ZU BEARBEITEN:
a – Beantworten Sie anhand des Textes über die Band Satori folgende Fragen:
(i) Welche Strafe wurde der Band nach der Aussprache auferlegt?
(ii) In welchem Kino trat die Band in Karl-Marx-Stadt auf?
(iii) An welchem Datum und an welchem Ort fand der letzte Auftritt statt?
b – Nennen Sie alle Personen, denen der Text über die Band Satori in der Besetzungsliste das Kürzel „git“ oder „lead git“ zuordnet.
c – Prüfen Sie, ob die folgenden Aussagen mit dem Text über die Band Satori übereinstimmen:
(i) Gegen die Band wurde ein Verbot verhängt.
(ii) Der Mitschnitt des Konzerts wurde von der Stasi eingezogen.
(iii) Der erste Auftritt der Band fand in Burkhardtsdorf statt.

Musiker: Stefan Gerlach lead voc, Wolfgang Schneider lead voc, organ, git,
Michael Barth lead git, organ, Christoph Rottloff git, fl, Karl Schindler dr,
Achim Pöschel dr, Thomas Weisbach b, Mantalla Kulibali perc, Fredy Lieberwirth Manager. 

Verbote der Band gab es nicht. Karl Schindler, 71 politisch inhaftiert, kam durch  eine
Generalamnestie im Januar 73 frei und spielte ohne Spielerlaubnis wieder in der Band
mit.
Bei einem Auftritt gab es eine Kontrolle der Band durch das Volkspolizei Erlaubniswesen
des Kreises Stollberg. Wir wurden dann zu einer Aussprache geladen. Dort wurde uns eine
Strafe von 300,- Mark der DDR aufgebrummt. Man gab uns zu verstehen, das ein
Republikflüchtiger keine Spielerlaubnis bekommen würde.

Ein Höhepunkt in dieser Zeit war sicherlich der Auftritt im damaligen Karl-Marx-Stadt
im Kino „Luxorpalast“ mit der Berliner „College Formation“. Es sang Toni Grahl, später
dann bei City. Wie ich gehört habe, erinnert sich Toni noch an diesen Auftritt. Satori kam
sehr gut im ausverkauften „Luxorpalast“ an. In der Pause trat ein Mann mit Gitarre auf,
Gerulf Pannach. Die Fans, die nach draußen wollten, um eine Zigarette zu rauchen, drehten
um als sie die Texte von Pannach hörten und begriffen. Öffentliche Kritik am Alltag der DDR
und somit Kritik an der Partei. Das waren die Menschen in der DDR nicht gewöhnt. Das
Konzert wurde von einem Freund mitgeschnitten. Die Stasi hat das Band eingezogen und
auch, so wie ich erfuhr, gegen Pannach benutzt.
 

S    Satori (3)

-Erster Auftritt am 04.10.1974 in Burkhardtsdorf in der „Sonne“.

-Letzter Auftritt in Limbach- Oberfrohna in der „Parkschänke“, am 31.07.1977.
Die Band bespielte den ganzen Süden der  DDR, von Weimar über Leipzig bis Dresden
viele bekannten Säle und Studentenclubs.

DATENSÄTZE:
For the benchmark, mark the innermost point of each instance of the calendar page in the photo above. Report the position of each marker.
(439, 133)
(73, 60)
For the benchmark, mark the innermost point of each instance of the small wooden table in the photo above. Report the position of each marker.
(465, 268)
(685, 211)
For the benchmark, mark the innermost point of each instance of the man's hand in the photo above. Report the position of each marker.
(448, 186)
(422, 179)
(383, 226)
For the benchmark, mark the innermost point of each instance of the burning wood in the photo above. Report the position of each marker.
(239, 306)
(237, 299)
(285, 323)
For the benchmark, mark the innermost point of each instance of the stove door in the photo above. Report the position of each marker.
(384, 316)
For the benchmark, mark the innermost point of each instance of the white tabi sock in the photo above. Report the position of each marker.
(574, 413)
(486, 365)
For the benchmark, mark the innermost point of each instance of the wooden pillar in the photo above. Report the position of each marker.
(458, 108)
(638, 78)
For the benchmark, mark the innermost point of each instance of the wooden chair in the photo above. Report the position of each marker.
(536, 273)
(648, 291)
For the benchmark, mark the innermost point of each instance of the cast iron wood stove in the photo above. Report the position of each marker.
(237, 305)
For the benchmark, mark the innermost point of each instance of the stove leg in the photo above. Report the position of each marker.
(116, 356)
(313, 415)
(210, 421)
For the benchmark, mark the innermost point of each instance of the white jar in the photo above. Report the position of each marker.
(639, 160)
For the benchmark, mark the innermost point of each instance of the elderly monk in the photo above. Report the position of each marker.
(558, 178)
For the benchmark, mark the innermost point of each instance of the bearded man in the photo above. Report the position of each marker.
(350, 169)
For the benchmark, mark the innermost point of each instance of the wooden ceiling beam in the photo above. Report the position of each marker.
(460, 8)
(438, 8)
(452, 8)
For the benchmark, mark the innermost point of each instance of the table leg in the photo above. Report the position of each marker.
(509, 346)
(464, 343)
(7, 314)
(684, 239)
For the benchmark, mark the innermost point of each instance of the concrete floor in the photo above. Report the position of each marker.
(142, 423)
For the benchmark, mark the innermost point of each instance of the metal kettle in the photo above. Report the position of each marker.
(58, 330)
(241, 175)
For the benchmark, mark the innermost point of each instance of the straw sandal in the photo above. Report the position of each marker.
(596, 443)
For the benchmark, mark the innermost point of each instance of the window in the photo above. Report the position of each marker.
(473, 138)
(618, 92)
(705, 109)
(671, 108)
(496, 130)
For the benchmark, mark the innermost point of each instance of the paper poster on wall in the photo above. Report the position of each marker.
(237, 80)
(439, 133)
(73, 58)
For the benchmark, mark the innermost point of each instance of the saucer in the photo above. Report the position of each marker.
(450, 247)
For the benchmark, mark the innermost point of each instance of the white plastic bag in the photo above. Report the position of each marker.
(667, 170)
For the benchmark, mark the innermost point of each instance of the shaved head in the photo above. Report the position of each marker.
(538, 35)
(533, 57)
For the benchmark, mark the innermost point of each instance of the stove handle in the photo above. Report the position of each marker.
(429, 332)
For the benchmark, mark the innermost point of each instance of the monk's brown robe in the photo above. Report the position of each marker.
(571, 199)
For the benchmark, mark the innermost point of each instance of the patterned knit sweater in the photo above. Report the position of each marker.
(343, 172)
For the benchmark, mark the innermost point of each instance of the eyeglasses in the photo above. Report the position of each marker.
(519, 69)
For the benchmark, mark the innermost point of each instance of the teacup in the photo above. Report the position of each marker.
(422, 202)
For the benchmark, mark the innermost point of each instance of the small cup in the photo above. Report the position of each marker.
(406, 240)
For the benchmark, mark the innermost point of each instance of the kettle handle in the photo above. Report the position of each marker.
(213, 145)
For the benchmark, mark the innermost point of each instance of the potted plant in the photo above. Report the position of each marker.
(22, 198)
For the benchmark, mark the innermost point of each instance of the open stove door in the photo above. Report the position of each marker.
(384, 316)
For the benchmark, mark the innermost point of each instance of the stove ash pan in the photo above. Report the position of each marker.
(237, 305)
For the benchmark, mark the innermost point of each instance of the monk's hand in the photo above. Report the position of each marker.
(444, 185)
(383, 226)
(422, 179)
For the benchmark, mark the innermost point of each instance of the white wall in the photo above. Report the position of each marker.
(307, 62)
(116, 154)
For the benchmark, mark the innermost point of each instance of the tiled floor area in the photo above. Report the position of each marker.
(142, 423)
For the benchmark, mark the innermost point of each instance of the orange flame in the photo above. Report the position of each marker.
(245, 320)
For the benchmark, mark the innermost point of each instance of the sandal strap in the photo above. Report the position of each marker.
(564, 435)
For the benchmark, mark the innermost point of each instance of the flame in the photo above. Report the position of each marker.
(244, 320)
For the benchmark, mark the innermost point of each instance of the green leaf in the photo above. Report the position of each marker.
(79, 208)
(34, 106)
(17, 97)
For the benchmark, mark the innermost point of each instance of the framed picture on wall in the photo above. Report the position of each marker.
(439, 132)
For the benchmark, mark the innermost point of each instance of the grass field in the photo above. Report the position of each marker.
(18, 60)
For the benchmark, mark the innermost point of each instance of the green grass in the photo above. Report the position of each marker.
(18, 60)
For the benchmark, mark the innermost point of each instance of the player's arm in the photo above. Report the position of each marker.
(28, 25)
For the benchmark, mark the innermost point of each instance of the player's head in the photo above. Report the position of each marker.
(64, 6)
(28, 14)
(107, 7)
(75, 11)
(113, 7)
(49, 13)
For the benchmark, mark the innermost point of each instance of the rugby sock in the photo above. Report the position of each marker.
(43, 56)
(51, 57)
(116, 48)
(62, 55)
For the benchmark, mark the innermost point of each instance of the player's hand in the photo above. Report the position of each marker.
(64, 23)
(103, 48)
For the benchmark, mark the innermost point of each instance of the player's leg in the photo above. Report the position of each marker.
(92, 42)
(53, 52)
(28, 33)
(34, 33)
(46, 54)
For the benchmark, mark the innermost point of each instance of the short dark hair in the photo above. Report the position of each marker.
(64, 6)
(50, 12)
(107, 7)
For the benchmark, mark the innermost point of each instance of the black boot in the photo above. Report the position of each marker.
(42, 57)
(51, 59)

ANTWORTEN:
a –
(i) Eine Strafe von 300,- Mark der DDR.
(ii) Im Kino „Luxorpalast“.
(iii) Am 31.07.1977 in Limbach-Oberfrohna in der „Parkschänke“.

b – Wolfgang Schneider, Michael Barth, Christoph Rottloff

c –
(i) Nein: »Verbote der Band gab es nicht.«
(ii) Ja: »Die Stasi hat das Band eingezogen«
(iii) Ja: »Erster Auftritt am 04.10.1974 in Burkhardtsdorf in der „Sonne“.«